> DATA TO USE
= Beginning of Section =
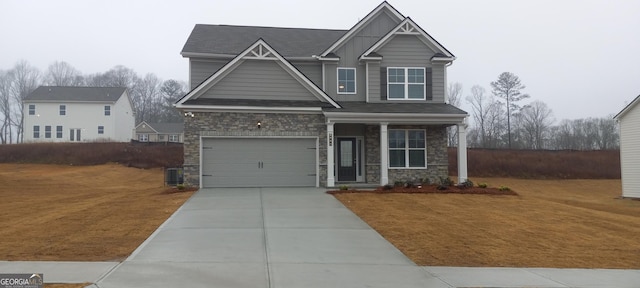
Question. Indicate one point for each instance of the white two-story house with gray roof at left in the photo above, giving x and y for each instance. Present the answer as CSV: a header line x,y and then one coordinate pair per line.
x,y
78,114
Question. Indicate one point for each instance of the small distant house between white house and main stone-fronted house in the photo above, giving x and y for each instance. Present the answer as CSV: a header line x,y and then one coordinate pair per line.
x,y
159,132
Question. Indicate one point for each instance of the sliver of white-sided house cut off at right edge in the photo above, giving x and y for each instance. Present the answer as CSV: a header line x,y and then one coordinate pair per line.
x,y
629,120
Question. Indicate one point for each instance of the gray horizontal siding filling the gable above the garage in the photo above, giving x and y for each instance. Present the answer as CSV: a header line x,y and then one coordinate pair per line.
x,y
259,79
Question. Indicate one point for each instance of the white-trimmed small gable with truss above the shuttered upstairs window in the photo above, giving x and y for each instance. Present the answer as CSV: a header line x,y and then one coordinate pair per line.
x,y
409,27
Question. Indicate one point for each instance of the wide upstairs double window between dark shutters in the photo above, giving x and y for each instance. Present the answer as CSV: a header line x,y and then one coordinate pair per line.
x,y
406,83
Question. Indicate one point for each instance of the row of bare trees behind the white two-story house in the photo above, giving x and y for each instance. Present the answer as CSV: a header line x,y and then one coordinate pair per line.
x,y
152,98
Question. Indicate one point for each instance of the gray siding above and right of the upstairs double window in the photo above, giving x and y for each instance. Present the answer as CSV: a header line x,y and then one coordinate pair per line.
x,y
409,51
= End of Section =
> WHAT YOU WILL DO
Drop every image, please, and write out the data above exactly as shown.

> TASK ANSWER
Question. Indicate one point for each instance of the white two-story house with gray roof at left in the photo above, giving x and y for each instance. Present the answer as CSV: a header line x,y and then one coordinate pair per line.
x,y
78,114
Question. Indicate one point for each instance of the small distant house between white house and main stone-fronted house in the photo above, giving x and y for each instance. Present the answer as CSV: a header line x,y and then one coordinate pair per line.
x,y
159,132
Question. Indicate one point for each instance of the sliver of white-sided house cut off at right edge in the photo above, giving x and y for each instance. Present the answer as CSV: a header line x,y and then one coordinate pair per line.
x,y
629,120
Question. Indicate one point for each instance of the gray horizontal siding filling the gable above the garage in the photo above, giving x and y for each instance. Present the answer as CSV: a header line x,y and then one coordinate pair per line.
x,y
259,79
Question. Indicate one point for each instance of the white-trimmed small gable with truss above the shuttered upstairs window in the photo above, giving x and y for each instance. Present the answer as CSV: a header line x,y and then one coordinate pair per line.
x,y
409,27
Question. Indicate one point for each instance of the wide upstairs double window between dark shutters in the photo above, giving x and y for each instance. Present the answer as CSV: a header line x,y and then one coordinate pair per line.
x,y
406,83
Question. Indicate one point for each instance of the row of bare trees behind the white two-story house in the photo above, giving x and y for each instance. Present the answer as CSV: a header line x,y and then one coordinate pair per line.
x,y
152,98
Question. Indicate one point for each instance of the gray siding above and right of the upstairs double window in the photo above, giving x and y for each instance. Present the answer as CSV: a header line x,y and then one coordinate pair per line.
x,y
409,51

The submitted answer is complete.